_Text passage_

In May of 2015, Lyndsey was just completing her freshman year in high school. Her first year of high school was a great success. She enjoyed several wonderful field trips with her class, went on lots of swim meets as a member of the High School swim team, made varsity, and was chosen by her coach as the Up-and-Coming Female Swimmer for 2015. Beyond that, she is truly a gem! She is delightful to be with even in her illness, always maintaining a positive attitude no matter how badly she feels, and her wonderful sense of humor keeps us laughing.
On her sister’s graduation day from university, it was evident that something wasn’t right with Lyndsey, but she pulled it together and we had a wonderful day celebrating “Sissy’s” success. Shortly afterwards, Lyndsey was diagnosed with Mono. She lay down and, as I say, really hasn’t gotten up much since. She went from swimming 3 hours daily, holding a 4.0 GPA, and generally being a busy and engaged teenager to sleeping an average of 20 out of 24 hours a day. She has been on heart medication since January 2016, and in a wheelchair for the past year.
To make a long story shorter, after a million blood draws, MRIs, EKGs, ECHO, halter monitor, infusions, trial and error, alternative therapies, etc., Lyndsey was diagnosed at the Mayo Clinic the following January with Postural Orthostatic Tachycardia Syndrome, or POTS as it is called by those of us who have become reluctantly familiar with this world.

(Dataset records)

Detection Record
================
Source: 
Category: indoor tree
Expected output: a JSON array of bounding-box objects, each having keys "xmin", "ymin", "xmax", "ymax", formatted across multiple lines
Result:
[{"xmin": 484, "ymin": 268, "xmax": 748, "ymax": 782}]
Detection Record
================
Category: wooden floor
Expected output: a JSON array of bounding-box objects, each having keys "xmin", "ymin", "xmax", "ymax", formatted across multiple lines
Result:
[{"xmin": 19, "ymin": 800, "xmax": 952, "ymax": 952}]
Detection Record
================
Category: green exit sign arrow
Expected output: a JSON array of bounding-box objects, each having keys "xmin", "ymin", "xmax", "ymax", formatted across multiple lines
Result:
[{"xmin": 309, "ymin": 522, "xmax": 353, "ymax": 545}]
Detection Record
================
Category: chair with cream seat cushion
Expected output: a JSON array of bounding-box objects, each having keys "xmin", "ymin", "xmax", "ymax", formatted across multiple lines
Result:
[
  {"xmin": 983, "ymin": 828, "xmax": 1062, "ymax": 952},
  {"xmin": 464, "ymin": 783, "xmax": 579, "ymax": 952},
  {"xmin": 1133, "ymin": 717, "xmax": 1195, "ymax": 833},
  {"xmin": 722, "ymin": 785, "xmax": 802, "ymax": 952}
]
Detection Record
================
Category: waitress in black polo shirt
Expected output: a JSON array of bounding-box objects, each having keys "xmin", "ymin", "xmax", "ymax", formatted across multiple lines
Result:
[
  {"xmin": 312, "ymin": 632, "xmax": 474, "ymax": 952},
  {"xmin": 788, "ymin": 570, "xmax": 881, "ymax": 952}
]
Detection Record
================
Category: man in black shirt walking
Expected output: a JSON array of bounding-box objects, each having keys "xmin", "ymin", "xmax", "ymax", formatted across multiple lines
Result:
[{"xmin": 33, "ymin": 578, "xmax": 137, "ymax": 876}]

_Tasks to complete_
1. Using the account of Lyndsey's illness, decide whether each statement agrees with it: (a) Lyndsey's coach named her the Up-and-Coming Female Swimmer for 2015; (b) Lyndsey has been on heart medication since January 2015; (c) Lyndsey's POTS diagnosis was made at the Mayo Clinic. Answer yes or no for each, quoting the words of the text that decide it.
2. Continue the account of Lyndsey's illness from its final sentence.

_Responses by task_
1.
(a) Yes: "was chosen by her coach as the Up-and-Coming Female Swimmer for 2015"
(b) No: "She has been on heart medication since January 2016"
(c) Yes: "Lyndsey was diagnosed at the Mayo Clinic the following January with Postural Orthostatic Tachycardia Syndrome"

2.
POTS is a strange beast!
While researchers are still working to identify the root causes and pathology of POTS, there are several underlying diseases and conditions that are known to cause or be associated with POTS or POTS like symptoms in some patients.
When doctors cannot pinpoint the underlying cause of a patient's POTS, it may be called Primary or Idiopathic POTS.1 Idiopathic simply means "of an unknown origin." (Postural Tachycardia Syndrome). ; Blair P. Grubb, Circulation. 2008; 117: 2814-2817).
So while we have some suspicions of what the underlying causes of Lyndsey’s condition are, for now her diagnosis remains Idiopathic POTS, which poses a whole host of additional challenges.
Lyndsey’s daily symptoms are: abnormal increase in heart rate and significant drop in blood pressure upon standing, extreme fatigue, headaches, lightheadedness, heart palpitations, mental and physical exertion intolerance, nausea, brain fog, tremors, pre-syncope (fainting),coldness or pain in her hands and feet which are often purple in color, chest pains, shortness of breath and insomnia, chronic swollen glands and extreme sinus & ear pain.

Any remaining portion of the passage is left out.